What the exercise asks: Reproduce every entry below with "photo" replaced by "image" wherever it occurs and everything else left as it is. Omit the pictures.

Provided information:
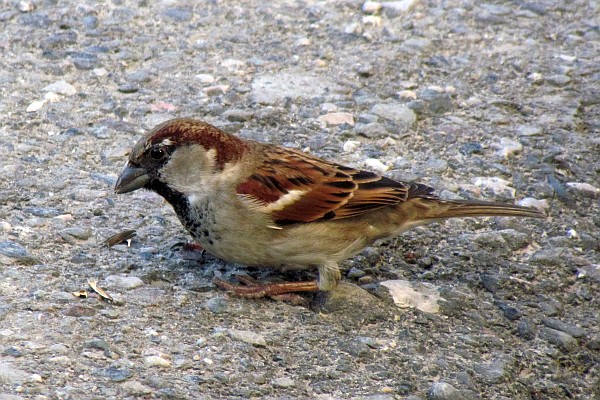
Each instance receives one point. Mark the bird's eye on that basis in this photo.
(157, 153)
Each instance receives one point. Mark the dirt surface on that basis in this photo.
(495, 100)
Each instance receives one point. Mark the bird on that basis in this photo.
(268, 206)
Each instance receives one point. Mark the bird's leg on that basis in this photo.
(278, 291)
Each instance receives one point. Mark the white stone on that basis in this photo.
(371, 7)
(205, 78)
(422, 297)
(61, 87)
(336, 118)
(584, 187)
(373, 20)
(400, 6)
(123, 282)
(496, 185)
(36, 105)
(351, 146)
(249, 337)
(376, 165)
(508, 147)
(541, 205)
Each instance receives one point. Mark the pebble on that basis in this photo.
(157, 361)
(558, 80)
(136, 388)
(61, 87)
(561, 339)
(370, 130)
(10, 374)
(376, 165)
(443, 391)
(492, 373)
(351, 146)
(401, 6)
(123, 282)
(396, 112)
(84, 61)
(272, 89)
(572, 330)
(249, 337)
(439, 101)
(336, 118)
(217, 305)
(526, 330)
(36, 105)
(585, 188)
(508, 147)
(240, 115)
(541, 205)
(529, 130)
(371, 7)
(179, 14)
(283, 382)
(423, 297)
(498, 186)
(118, 374)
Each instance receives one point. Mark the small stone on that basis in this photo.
(396, 112)
(373, 20)
(128, 88)
(443, 391)
(586, 188)
(283, 382)
(529, 130)
(376, 165)
(407, 95)
(561, 339)
(541, 205)
(492, 373)
(423, 297)
(61, 87)
(123, 282)
(508, 147)
(572, 330)
(10, 374)
(526, 330)
(498, 186)
(336, 118)
(36, 105)
(179, 14)
(249, 337)
(238, 115)
(558, 80)
(205, 78)
(136, 388)
(84, 61)
(217, 305)
(351, 146)
(118, 374)
(25, 6)
(157, 361)
(371, 7)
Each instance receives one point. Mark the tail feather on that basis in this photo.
(475, 208)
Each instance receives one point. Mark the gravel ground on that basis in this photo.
(496, 100)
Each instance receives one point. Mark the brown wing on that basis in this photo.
(294, 187)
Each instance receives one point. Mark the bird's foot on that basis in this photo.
(251, 289)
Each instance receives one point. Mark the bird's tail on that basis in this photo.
(475, 208)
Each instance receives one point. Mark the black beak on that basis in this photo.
(132, 178)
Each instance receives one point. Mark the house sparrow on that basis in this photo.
(269, 206)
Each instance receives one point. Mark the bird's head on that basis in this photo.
(180, 155)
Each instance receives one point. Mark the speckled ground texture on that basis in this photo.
(450, 93)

Correct response:
Each instance receives one point. Mark the bird's eye on that basis in this image.
(157, 153)
Each instance receives one point. Mark the dirt surface on that basis in this image.
(495, 100)
Each instance receives one point. Mark the bird on that basis in this image.
(268, 206)
Each instance receives one point. Mark the bird's leg on that basis in this image.
(278, 291)
Each instance receives one point. Mark the white stone on that basis in this image.
(371, 7)
(205, 78)
(422, 297)
(61, 87)
(336, 118)
(584, 187)
(373, 20)
(400, 6)
(123, 282)
(496, 185)
(36, 105)
(351, 146)
(249, 337)
(376, 165)
(508, 147)
(541, 205)
Each instance receives one point. Mark the pebble on that basis in this image.
(157, 361)
(558, 80)
(136, 388)
(61, 87)
(561, 339)
(370, 130)
(10, 374)
(376, 165)
(443, 391)
(492, 373)
(351, 146)
(401, 6)
(123, 282)
(396, 112)
(84, 61)
(272, 89)
(572, 330)
(249, 337)
(439, 101)
(336, 118)
(217, 305)
(526, 330)
(36, 105)
(585, 188)
(508, 147)
(240, 115)
(541, 205)
(529, 130)
(371, 7)
(179, 14)
(283, 382)
(423, 297)
(498, 186)
(118, 374)
Each instance receives one point. Mark the small stone on that basis in this image.
(396, 112)
(373, 20)
(128, 88)
(443, 391)
(586, 188)
(283, 382)
(529, 130)
(376, 165)
(407, 95)
(561, 339)
(541, 205)
(492, 373)
(423, 297)
(61, 87)
(123, 282)
(508, 147)
(572, 330)
(10, 374)
(526, 330)
(498, 186)
(336, 118)
(36, 105)
(179, 14)
(249, 337)
(238, 115)
(558, 80)
(205, 78)
(136, 388)
(84, 61)
(217, 305)
(351, 146)
(118, 374)
(25, 6)
(157, 361)
(371, 7)
Each instance receives one point. Mark the tail feather on that basis in this image.
(475, 208)
Each instance receives one point. Mark the gravel ground on that basis in this image.
(496, 100)
Each instance receives one point. Mark the brown wing on that basis in this image.
(294, 187)
Each instance receives one point. Mark the bird's foot on that basis in this image.
(251, 289)
Each instance receives one point. Mark the bird's tail on that basis in this image.
(475, 208)
Each instance receives one point. Mark the black beak on that basis in this image.
(132, 178)
Each instance receives one point. Mark the house sparrow on that basis in this image.
(269, 206)
Each instance receives one point. Mark the bird's head on that basis in this image.
(180, 155)
Each instance receives one point. Mark the speckled ground texture on that basis in this image.
(450, 93)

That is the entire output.